GIVEN DATA -
++++++++++++++++++++

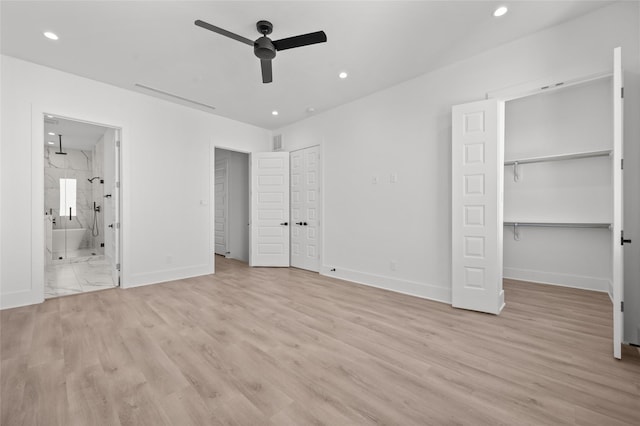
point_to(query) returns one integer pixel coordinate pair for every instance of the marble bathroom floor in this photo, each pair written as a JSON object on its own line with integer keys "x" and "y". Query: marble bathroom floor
{"x": 77, "y": 277}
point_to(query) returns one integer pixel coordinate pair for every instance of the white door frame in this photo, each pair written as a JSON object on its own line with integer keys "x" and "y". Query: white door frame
{"x": 226, "y": 206}
{"x": 269, "y": 243}
{"x": 319, "y": 205}
{"x": 616, "y": 74}
{"x": 38, "y": 114}
{"x": 212, "y": 194}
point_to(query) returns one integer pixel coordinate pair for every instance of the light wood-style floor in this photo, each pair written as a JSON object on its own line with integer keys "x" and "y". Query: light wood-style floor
{"x": 288, "y": 347}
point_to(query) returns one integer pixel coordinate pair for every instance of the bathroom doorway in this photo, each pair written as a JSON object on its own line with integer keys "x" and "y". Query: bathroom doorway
{"x": 231, "y": 230}
{"x": 81, "y": 199}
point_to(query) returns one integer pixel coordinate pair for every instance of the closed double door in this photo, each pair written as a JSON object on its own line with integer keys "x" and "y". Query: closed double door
{"x": 305, "y": 192}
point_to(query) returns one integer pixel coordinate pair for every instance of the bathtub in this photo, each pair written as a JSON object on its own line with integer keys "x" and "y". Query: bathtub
{"x": 74, "y": 238}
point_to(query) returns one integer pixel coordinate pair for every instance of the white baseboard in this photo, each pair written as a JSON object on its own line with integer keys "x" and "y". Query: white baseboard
{"x": 411, "y": 288}
{"x": 563, "y": 280}
{"x": 21, "y": 298}
{"x": 164, "y": 275}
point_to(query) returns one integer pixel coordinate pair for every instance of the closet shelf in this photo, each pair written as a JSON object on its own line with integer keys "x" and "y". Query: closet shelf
{"x": 561, "y": 157}
{"x": 560, "y": 224}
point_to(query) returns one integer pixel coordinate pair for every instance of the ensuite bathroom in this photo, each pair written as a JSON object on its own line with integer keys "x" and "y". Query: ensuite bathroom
{"x": 80, "y": 207}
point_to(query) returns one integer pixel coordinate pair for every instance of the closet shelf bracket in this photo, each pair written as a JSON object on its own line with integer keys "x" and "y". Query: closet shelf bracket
{"x": 517, "y": 225}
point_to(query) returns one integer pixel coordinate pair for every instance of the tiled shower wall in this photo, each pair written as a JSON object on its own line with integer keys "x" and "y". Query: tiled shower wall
{"x": 98, "y": 192}
{"x": 77, "y": 164}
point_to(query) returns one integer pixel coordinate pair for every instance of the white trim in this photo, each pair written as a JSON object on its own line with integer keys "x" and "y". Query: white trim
{"x": 171, "y": 274}
{"x": 36, "y": 294}
{"x": 320, "y": 202}
{"x": 558, "y": 279}
{"x": 411, "y": 288}
{"x": 544, "y": 85}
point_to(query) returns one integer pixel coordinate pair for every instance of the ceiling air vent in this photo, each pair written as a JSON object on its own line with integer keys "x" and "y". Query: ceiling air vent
{"x": 277, "y": 143}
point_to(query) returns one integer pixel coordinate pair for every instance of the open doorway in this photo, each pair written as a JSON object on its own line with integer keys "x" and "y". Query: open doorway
{"x": 563, "y": 185}
{"x": 81, "y": 218}
{"x": 231, "y": 230}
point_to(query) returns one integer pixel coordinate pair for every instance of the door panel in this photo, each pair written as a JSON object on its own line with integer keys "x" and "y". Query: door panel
{"x": 477, "y": 181}
{"x": 269, "y": 209}
{"x": 305, "y": 187}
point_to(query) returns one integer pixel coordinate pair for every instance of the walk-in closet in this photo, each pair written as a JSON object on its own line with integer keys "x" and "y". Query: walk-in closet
{"x": 537, "y": 190}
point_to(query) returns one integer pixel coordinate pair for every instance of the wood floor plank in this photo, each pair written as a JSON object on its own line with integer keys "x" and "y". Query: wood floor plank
{"x": 280, "y": 346}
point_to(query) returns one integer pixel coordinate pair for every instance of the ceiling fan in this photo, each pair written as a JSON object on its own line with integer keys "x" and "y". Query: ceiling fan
{"x": 264, "y": 48}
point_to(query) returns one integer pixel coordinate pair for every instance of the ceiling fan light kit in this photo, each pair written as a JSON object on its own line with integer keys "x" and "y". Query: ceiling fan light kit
{"x": 264, "y": 48}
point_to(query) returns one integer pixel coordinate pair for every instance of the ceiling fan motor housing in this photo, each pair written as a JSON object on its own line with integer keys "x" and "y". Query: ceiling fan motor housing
{"x": 264, "y": 48}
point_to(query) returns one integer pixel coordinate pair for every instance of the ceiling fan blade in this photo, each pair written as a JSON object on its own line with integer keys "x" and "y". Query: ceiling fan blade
{"x": 223, "y": 32}
{"x": 267, "y": 75}
{"x": 301, "y": 40}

++++++++++++++++++++

CHALLENGE - Leave out every line before the one containing "Query: wood floor plank"; set down that line and all remaining lines of the material exactly.

PROBLEM SOLUTION -
point_to(query) returns one integer pixel coordinate pair for every instance of the wood floor plank in this photo, each pair written as a JSON object on its own line with integer keys "x" and "y". Query: wood floor plank
{"x": 280, "y": 346}
point_to(query) returns one integer pixel coordinate pair for every instance of the ceiling fan in this photo, each pair written as a JSON object on its own line with integer keys "x" and "y". Query: ceiling fan
{"x": 264, "y": 48}
point_to(query) returns one integer pixel coordinate pair for every instance of the ceiling fan light kit in this photo, each pair written as a JSON object on its own line with integer keys "x" and "y". Query: ceiling fan light kit
{"x": 264, "y": 48}
point_to(query) returns one integer pixel coordinate pair for every instance of the ceiling fan motor housing in this photo, each pair written as a JSON object on its own line with integer keys "x" and "y". Query: ceiling fan motor housing
{"x": 264, "y": 48}
point_to(query) returns one integer pixel coordinate pair for every instance of the ceiling fan blade in this photo, each pair written as a JSON object on its own line with integer keys "x" and "y". Query: ceiling fan blade
{"x": 223, "y": 32}
{"x": 267, "y": 75}
{"x": 301, "y": 40}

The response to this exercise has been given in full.